=== TEXTO PROPORCIONADO ===

En Barcelona, su Rolls Royce dorado -una de las pocas pertenencias que trajo de EEUU- solía estar aparcado a las puertas del Ritz, en la Gran Via, y los paseantes se paraban para admirar la matrícula del estado de Nevada con su nombre: CUGAT. Qué excéntrico. Cugat ya era entonces un ídolo sin edad y muchos se acercaban a saludarle. Seguidores, periodistas, músicos en ciernes, cinéfilos, empresarios: todos querían conocer a Cugat para arrancarle una anécdota, una caricatura, un par de millones de pesetas para montar un espectáculo o un casino en Eivissa.

Cugat se prestaba al juego con alegría. Había vuelto precisamente para eso. Olvidado en EEUU, lejos de los escenarios, aquí había recuperado ese estado de ánimo que se alimenta de los focos, el autobombo y la memoria feliz. Había aparecido en TV-3 y en el Un, dos, tres de Chicho Ibáñez Serrador. Había apadrinado a la joven cantante Nina y Javier Gurruchaga le había montando un gran homenaje musical en TVE.

Una caricatura andante

Ese Cugat que la gente recuerda ahora era una caricatura andante, un autorretrato como los que había dibujado toda su vida, con el peluquín, una pipa sin tabaco, el traje impecable, un bastón, acaso un chihuahua en su regazo. También con esa sonrisa inmutable, un toque de bribonería simpática y un acento estrambótico a la hora de describir sus amigos y mujeres en Hollywood, Nueva York o Las Vegas: Abbe Lane, Frank Sinatra, Rita Hayworth, Al Capone... Nombres que salían de su boca, con su acento macarrónico en todas las lenguas que dominaba, y se convertían al instante en glamur sonoro.

===

EJERCICIO A
Repite completo y sin cambios el texto sobre Cugat.

=== ENTRADAS REGISTRADAS ===

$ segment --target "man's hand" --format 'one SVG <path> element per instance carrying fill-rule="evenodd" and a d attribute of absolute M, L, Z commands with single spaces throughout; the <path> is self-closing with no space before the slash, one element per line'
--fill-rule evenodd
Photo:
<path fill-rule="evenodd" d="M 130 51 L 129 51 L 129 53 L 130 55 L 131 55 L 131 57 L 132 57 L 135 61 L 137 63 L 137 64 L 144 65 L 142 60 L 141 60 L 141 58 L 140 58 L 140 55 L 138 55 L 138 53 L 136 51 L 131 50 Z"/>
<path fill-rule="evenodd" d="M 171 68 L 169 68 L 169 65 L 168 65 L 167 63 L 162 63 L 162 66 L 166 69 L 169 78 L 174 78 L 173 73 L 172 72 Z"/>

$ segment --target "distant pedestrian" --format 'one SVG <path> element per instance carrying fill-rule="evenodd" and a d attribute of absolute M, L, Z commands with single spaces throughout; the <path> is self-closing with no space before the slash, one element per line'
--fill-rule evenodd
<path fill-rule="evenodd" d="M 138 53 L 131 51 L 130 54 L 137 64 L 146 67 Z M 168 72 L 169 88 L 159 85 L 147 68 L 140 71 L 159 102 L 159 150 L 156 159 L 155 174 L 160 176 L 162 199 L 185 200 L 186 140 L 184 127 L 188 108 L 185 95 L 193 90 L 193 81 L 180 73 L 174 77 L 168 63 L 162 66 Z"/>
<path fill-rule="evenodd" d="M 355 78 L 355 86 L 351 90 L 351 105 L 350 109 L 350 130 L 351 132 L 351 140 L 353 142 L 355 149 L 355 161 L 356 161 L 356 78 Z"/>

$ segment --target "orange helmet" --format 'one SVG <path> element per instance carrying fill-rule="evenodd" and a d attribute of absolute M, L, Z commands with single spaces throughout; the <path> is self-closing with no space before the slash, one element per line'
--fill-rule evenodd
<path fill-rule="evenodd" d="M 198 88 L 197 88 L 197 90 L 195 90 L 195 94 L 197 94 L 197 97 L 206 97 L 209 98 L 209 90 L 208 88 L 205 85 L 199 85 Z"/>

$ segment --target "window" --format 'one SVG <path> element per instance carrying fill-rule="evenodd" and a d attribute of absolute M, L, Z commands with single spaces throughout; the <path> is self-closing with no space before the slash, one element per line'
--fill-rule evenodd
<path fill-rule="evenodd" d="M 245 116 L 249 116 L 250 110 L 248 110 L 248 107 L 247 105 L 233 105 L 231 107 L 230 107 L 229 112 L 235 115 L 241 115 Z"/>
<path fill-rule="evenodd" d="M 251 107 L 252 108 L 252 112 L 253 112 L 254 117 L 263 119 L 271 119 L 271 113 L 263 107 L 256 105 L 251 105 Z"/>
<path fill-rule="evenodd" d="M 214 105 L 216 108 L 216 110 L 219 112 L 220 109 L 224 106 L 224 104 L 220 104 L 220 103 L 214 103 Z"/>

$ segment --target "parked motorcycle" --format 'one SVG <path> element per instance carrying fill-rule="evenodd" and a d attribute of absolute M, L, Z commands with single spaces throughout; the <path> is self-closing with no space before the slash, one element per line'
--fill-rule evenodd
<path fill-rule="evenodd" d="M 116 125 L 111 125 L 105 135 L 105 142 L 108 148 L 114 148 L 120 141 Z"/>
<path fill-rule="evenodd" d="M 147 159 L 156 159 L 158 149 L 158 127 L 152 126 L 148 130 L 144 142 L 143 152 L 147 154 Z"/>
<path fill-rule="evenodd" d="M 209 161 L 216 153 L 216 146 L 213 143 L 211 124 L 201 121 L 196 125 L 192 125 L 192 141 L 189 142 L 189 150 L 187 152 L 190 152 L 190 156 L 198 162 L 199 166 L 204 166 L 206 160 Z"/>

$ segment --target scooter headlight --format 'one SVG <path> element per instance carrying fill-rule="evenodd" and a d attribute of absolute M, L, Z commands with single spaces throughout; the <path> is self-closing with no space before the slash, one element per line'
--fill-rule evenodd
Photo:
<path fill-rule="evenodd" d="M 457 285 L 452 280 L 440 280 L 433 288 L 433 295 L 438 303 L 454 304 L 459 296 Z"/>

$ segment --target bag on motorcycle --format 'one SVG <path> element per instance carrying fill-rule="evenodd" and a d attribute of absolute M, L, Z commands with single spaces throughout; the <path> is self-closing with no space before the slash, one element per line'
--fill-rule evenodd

===

EJERCICIO B
Devuelve cada línea de las entradas que contenga la cadena "motorcycle".

RESPUESTA COMPLETA A
En Barcelona, su Rolls Royce dorado -una de las pocas pertenencias que trajo de EEUU- solía estar aparcado a las puertas del Ritz, en la Gran Via, y los paseantes se paraban para admirar la matrícula del estado de Nevada con su nombre: CUGAT. Qué excéntrico. Cugat ya era entonces un ídolo sin edad y muchos se acercaban a saludarle. Seguidores, periodistas, músicos en ciernes, cinéfilos, empresarios: todos querían conocer a Cugat para arrancarle una anécdota, una caricatura, un par de millones de pesetas para montar un espectáculo o un casino en Eivissa.

Cugat se prestaba al juego con alegría. Había vuelto precisamente para eso. Olvidado en EEUU, lejos de los escenarios, aquí había recuperado ese estado de ánimo que se alimenta de los focos, el autobombo y la memoria feliz. Había aparecido en TV-3 y en el Un, dos, tres de Chicho Ibáñez Serrador. Había apadrinado a la joven cantante Nina y Javier Gurruchaga le había montando un gran homenaje musical en TVE.

Una caricatura andante

Ese Cugat que la gente recuerda ahora era una caricatura andante, un autorretrato como los que había dibujado toda su vida, con el peluquín, una pipa sin tabaco, el traje impecable, un bastón, acaso un chihuahua en su regazo. También con esa sonrisa inmutable, un toque de bribonería simpática y un acento estrambótico a la hora de describir sus amigos y mujeres en Hollywood, Nueva York o Las Vegas: Abbe Lane, Frank Sinatra, Rita Hayworth, Al Capone... Nombres que salían de su boca, con su acento macarrónico en todas las lenguas que dominaba, y se convertían al instante en glamur sonoro.

RESPUESTA COMPLETA B
$ segment --target "parked motorcycle" --format 'one SVG <path> element per instance carrying fill-rule="evenodd" and a d attribute of absolute M, L, Z commands with single spaces throughout; the <path> is self-closing with no space before the slash, one element per line'
$ segment --target bag on motorcycle --format 'one SVG <path> element per instance carrying fill-rule="evenodd" and a d attribute of absolute M, L, Z commands with single spaces throughout; the <path> is self-closing with no space before the slash, one element per line'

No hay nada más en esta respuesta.